* **EXERCISE OBJECTIVE**
Please turn every line of the data below into a Markdown table with the columns "No." and "Line," numbering the rows in order and skipping blank lines. Leave the pictures out of the table.

---- PROVIDED DATA

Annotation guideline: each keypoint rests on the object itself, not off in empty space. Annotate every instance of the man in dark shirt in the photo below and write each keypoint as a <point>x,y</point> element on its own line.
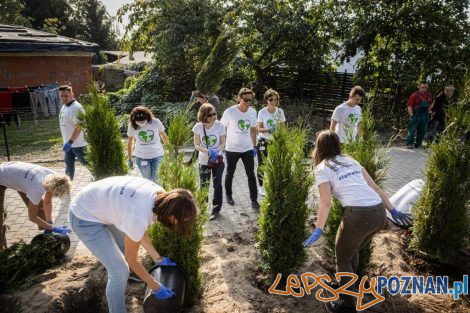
<point>438,108</point>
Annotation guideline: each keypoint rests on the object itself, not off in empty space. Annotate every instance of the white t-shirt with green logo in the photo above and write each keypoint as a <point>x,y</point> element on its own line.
<point>270,120</point>
<point>348,185</point>
<point>123,201</point>
<point>347,118</point>
<point>238,126</point>
<point>147,139</point>
<point>68,121</point>
<point>212,138</point>
<point>25,177</point>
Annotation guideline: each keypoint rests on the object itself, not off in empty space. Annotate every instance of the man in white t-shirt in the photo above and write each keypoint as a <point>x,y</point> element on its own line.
<point>346,117</point>
<point>36,185</point>
<point>72,135</point>
<point>240,122</point>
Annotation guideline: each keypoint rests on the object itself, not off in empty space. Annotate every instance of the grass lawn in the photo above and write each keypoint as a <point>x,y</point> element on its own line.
<point>30,138</point>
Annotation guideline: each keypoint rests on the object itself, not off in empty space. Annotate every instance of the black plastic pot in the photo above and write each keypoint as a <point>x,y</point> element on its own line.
<point>61,242</point>
<point>173,278</point>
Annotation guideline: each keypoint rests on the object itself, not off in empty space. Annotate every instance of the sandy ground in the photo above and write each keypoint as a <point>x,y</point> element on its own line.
<point>232,283</point>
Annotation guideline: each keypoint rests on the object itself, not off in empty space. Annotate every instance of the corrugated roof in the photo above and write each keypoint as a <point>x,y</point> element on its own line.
<point>23,39</point>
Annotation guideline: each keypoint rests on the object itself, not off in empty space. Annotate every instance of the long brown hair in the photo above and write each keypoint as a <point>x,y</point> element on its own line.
<point>178,203</point>
<point>140,113</point>
<point>327,147</point>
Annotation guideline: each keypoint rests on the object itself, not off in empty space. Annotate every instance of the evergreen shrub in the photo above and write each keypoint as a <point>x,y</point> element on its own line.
<point>105,151</point>
<point>174,173</point>
<point>287,181</point>
<point>442,218</point>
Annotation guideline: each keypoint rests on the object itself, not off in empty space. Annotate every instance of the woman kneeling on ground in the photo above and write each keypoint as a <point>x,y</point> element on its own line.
<point>111,217</point>
<point>364,205</point>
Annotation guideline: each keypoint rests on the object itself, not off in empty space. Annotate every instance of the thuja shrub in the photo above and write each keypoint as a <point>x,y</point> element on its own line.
<point>105,151</point>
<point>174,173</point>
<point>368,152</point>
<point>287,180</point>
<point>21,262</point>
<point>442,217</point>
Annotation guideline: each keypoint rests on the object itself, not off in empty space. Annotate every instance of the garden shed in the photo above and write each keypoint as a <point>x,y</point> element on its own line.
<point>32,58</point>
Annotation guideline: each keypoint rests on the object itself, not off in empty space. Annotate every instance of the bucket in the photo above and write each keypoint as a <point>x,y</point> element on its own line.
<point>173,278</point>
<point>61,242</point>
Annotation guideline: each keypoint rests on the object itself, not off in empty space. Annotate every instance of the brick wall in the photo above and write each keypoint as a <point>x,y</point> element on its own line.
<point>35,69</point>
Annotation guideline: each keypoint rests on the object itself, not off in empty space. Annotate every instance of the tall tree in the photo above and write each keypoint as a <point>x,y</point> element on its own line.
<point>181,34</point>
<point>406,40</point>
<point>11,13</point>
<point>95,24</point>
<point>275,34</point>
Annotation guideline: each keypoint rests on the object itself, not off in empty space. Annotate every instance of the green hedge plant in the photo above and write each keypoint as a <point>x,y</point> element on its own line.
<point>174,173</point>
<point>442,220</point>
<point>287,181</point>
<point>105,152</point>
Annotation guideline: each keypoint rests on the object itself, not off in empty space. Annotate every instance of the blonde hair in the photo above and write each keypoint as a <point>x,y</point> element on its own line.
<point>58,184</point>
<point>204,112</point>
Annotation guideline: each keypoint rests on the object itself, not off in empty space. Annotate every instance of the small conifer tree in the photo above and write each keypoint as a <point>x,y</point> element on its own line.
<point>442,220</point>
<point>287,181</point>
<point>174,173</point>
<point>368,152</point>
<point>216,67</point>
<point>105,151</point>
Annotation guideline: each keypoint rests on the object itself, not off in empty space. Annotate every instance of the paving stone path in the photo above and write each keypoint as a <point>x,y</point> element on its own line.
<point>405,165</point>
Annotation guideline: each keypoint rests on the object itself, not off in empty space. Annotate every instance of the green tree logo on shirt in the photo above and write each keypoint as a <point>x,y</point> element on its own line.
<point>352,119</point>
<point>146,136</point>
<point>209,140</point>
<point>244,125</point>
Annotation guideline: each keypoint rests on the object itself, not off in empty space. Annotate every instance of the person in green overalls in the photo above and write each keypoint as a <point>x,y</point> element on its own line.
<point>418,109</point>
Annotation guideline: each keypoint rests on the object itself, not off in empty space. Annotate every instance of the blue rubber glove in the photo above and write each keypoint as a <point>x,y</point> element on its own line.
<point>166,261</point>
<point>61,230</point>
<point>67,147</point>
<point>313,237</point>
<point>401,218</point>
<point>163,293</point>
<point>213,153</point>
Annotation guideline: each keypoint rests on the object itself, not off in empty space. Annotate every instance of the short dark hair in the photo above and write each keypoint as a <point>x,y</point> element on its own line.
<point>204,111</point>
<point>357,91</point>
<point>245,91</point>
<point>180,204</point>
<point>65,88</point>
<point>140,113</point>
<point>199,94</point>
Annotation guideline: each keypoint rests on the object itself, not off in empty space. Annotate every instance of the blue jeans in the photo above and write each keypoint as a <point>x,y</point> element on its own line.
<point>106,242</point>
<point>149,170</point>
<point>205,175</point>
<point>69,158</point>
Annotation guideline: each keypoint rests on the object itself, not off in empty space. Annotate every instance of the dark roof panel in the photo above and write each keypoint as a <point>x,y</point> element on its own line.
<point>22,39</point>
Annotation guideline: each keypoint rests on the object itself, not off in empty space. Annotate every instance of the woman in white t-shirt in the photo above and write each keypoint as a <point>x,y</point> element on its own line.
<point>145,131</point>
<point>268,119</point>
<point>37,185</point>
<point>364,203</point>
<point>111,217</point>
<point>209,140</point>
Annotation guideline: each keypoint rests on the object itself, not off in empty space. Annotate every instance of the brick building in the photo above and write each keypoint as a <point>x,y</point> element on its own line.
<point>29,58</point>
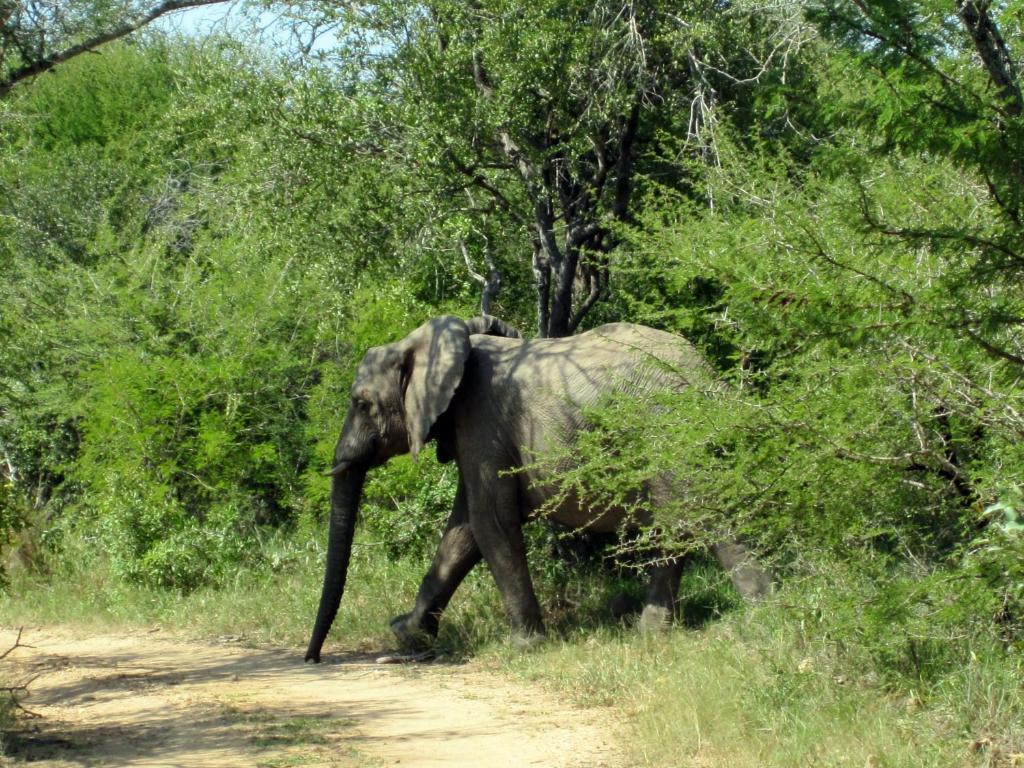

--------

* **OUTPUT FOR THIS TASK**
| No. | Line |
|---|---|
| 1 | Annotation guideline: each keypoint rests on the object itself, not off in empty space. Annotate every instance of the man in dark shirt in the photo below and write each keypoint as a <point>x,y</point> element on its own line. |
| 2 | <point>438,108</point> |
| 3 | Annotation guideline: each keypoint rests on the object itself, not off in empty space. Annotate every instance of the white t-shirt with green logo in the photo above and write each keypoint as a <point>x,y</point> element on its own line. |
| 4 | <point>270,120</point> |
| 5 | <point>348,185</point> |
| 6 | <point>123,201</point> |
| 7 | <point>347,118</point> |
| 8 | <point>238,126</point> |
| 9 | <point>147,139</point> |
| 10 | <point>68,121</point> |
| 11 | <point>212,138</point> |
| 12 | <point>25,177</point> |
| 13 | Annotation guideline: each keypoint rests on the object itself, not off in empty space. Annotate every instance of the man in white t-shirt in the photo above and write each keypoint as a <point>x,y</point> element on its own line. |
| 14 | <point>346,117</point> |
| 15 | <point>36,185</point> |
| 16 | <point>72,135</point> |
| 17 | <point>240,122</point> |
| 18 | Annotation guideline: each keypoint rests on the object itself, not off in empty space. Annotate every instance of the grass lawn in the photo above and write each keypoint as a <point>x,y</point> element on its own line. |
| 19 | <point>30,138</point> |
| 20 | Annotation guideline: each keypoint rests on the object itself, not off in empty space. Annotate every instance of the black plastic pot in the photo above and write each keypoint as a <point>x,y</point> element on its own line. |
| 21 | <point>61,242</point> |
| 22 | <point>173,278</point> |
| 23 | Annotation guideline: each keypoint rests on the object itself, not off in empty space. Annotate every instance of the sandy ground in the photo above and write each keypoint as a <point>x,y</point> element on its own line. |
| 24 | <point>232,283</point> |
| 25 | Annotation guideline: each keypoint rests on the object itself, not off in empty space. Annotate every instance of the corrugated roof in the photo above and write each keypoint as a <point>x,y</point> element on its own line. |
| 26 | <point>23,39</point> |
| 27 | Annotation guideline: each keypoint rests on the object itself, not off in empty space. Annotate every instance of the long brown hair in the photo above and write each keypoint as a <point>x,y</point> element on its own line. |
| 28 | <point>178,203</point> |
| 29 | <point>140,113</point> |
| 30 | <point>327,147</point> |
| 31 | Annotation guideline: each keypoint rests on the object itself, not off in empty space. Annotate every instance of the evergreen shrub in the photo above and write each keypoint as a <point>x,y</point> element on its own line. |
| 32 | <point>105,151</point> |
| 33 | <point>174,173</point> |
| 34 | <point>287,181</point> |
| 35 | <point>442,218</point> |
| 36 | Annotation guideline: each keypoint rests on the object itself, not off in empty space. Annotate every instance of the woman kneeling on ground in the photo above and write each keypoint as a <point>x,y</point> element on its own line. |
| 37 | <point>111,217</point> |
| 38 | <point>364,205</point> |
| 39 | Annotation guideline: each keypoint rests on the object itself, not off in empty space. Annotate every instance of the thuja shrub in the photo above and write each keypoint as a <point>x,y</point> element on its own line. |
| 40 | <point>105,151</point> |
| 41 | <point>174,173</point> |
| 42 | <point>368,152</point> |
| 43 | <point>287,180</point> |
| 44 | <point>21,262</point> |
| 45 | <point>442,217</point> |
| 46 | Annotation guideline: each keypoint rests on the object itself, not off in empty space. Annotate every instance of the garden shed in the photo above and write each keypoint as a <point>x,y</point> element on its own line. |
| 47 | <point>32,58</point> |
| 48 | Annotation guideline: each keypoint rests on the object itself, not off in empty space. Annotate every instance of the bucket in the photo above and write each keypoint as a <point>x,y</point> element on its own line. |
| 49 | <point>173,278</point> |
| 50 | <point>61,242</point> |
| 51 | Annotation guideline: each keypoint rests on the object itself, not off in empty space. Annotate every instance of the brick wall in the photo above and write each keypoint as a <point>x,y</point> element on its own line. |
| 52 | <point>35,69</point> |
| 53 | Annotation guideline: each keypoint rests on the object itself, not off in empty space. Annotate every instance of the tall tree in the photo above and write each keypoint as a <point>x,y</point> element on its own line. |
| 54 | <point>181,34</point> |
| 55 | <point>406,40</point> |
| 56 | <point>11,13</point> |
| 57 | <point>95,24</point> |
| 58 | <point>275,34</point> |
| 59 | Annotation guideline: each keypoint rests on the object itself, not off in empty space. Annotate every instance of the green hedge plant in the photo above and write each keypoint as a <point>x,y</point> element on its own line. |
| 60 | <point>174,173</point> |
| 61 | <point>442,220</point> |
| 62 | <point>287,181</point> |
| 63 | <point>105,152</point> |
| 64 | Annotation guideline: each keypoint rests on the object itself, not off in empty space. Annotate every instance of the blonde hair in the photo above and write each keypoint as a <point>x,y</point> element on its own line. |
| 65 | <point>58,184</point> |
| 66 | <point>204,112</point> |
| 67 | Annotation guideline: each keypoint rests on the object itself, not off in empty space. Annotate every instance of the small conifer tree in the photo above and write each keypoint as a <point>x,y</point> element on its own line. |
| 68 | <point>442,220</point> |
| 69 | <point>287,181</point> |
| 70 | <point>174,173</point> |
| 71 | <point>368,152</point> |
| 72 | <point>216,67</point> |
| 73 | <point>105,151</point> |
| 74 | Annotation guideline: each keypoint rests on the object itself, not off in empty space. Annotate every instance of the paving stone path in the photo above and write each keypoint as a <point>x,y</point> element on its own line. |
| 75 | <point>405,165</point> |
| 76 | Annotation guideline: each keypoint rests on the object itself, not off in empty space. Annotate every instance of the green tree logo on shirt in the photo above and write each keypoint as a <point>x,y</point> element on its own line. |
| 77 | <point>352,119</point> |
| 78 | <point>146,136</point> |
| 79 | <point>209,140</point> |
| 80 | <point>244,125</point> |
| 81 | Annotation guideline: each keypoint rests on the object itself, not off in empty space. Annotate every instance of the person in green overalls in the photo above and write each keypoint as a <point>x,y</point> element on its own line. |
| 82 | <point>418,109</point> |
| 83 | Annotation guideline: each keypoint rests on the object itself, not off in empty space. Annotate every instance of the blue rubber glove in the photo above and write each keypoint as a <point>x,y</point> element on its own line. |
| 84 | <point>166,261</point> |
| 85 | <point>61,230</point> |
| 86 | <point>67,147</point> |
| 87 | <point>313,237</point> |
| 88 | <point>401,218</point> |
| 89 | <point>163,293</point> |
| 90 | <point>213,153</point> |
| 91 | Annotation guideline: each keypoint rests on the object itself, not off in empty space. Annotate every instance of the short dark hair in the photo above and write each keypoint as a <point>x,y</point> element on its own line. |
| 92 | <point>204,111</point> |
| 93 | <point>357,91</point> |
| 94 | <point>245,91</point> |
| 95 | <point>180,204</point> |
| 96 | <point>65,88</point> |
| 97 | <point>140,113</point> |
| 98 | <point>199,94</point> |
| 99 | Annotation guideline: each keypoint rests on the object itself, not off in empty space. Annotate every instance of the blue jeans in the photo above and write each keypoint as a <point>x,y</point> element on its own line. |
| 100 | <point>106,242</point> |
| 101 | <point>149,170</point> |
| 102 | <point>205,175</point> |
| 103 | <point>69,158</point> |
| 104 | Annotation guideline: each keypoint rests on the object itself, not off in empty space. Annotate every instance of the dark roof panel in the photo above and write each keypoint as a <point>x,y</point> element on its own line. |
| 105 | <point>22,39</point> |
| 106 | Annotation guideline: each keypoint rests on the object itself, not off in empty space. Annotate every instance of the woman in white t-shirt in the photo above and write each keypoint as a <point>x,y</point> element on its own line. |
| 107 | <point>145,131</point> |
| 108 | <point>268,119</point> |
| 109 | <point>37,185</point> |
| 110 | <point>364,203</point> |
| 111 | <point>111,217</point> |
| 112 | <point>209,140</point> |
| 113 | Annotation guideline: each keypoint rests on the object itself, not off in empty space. Annotate every instance of the brick building in the photo above and write each keypoint as a <point>x,y</point> element on its own line. |
| 114 | <point>29,58</point> |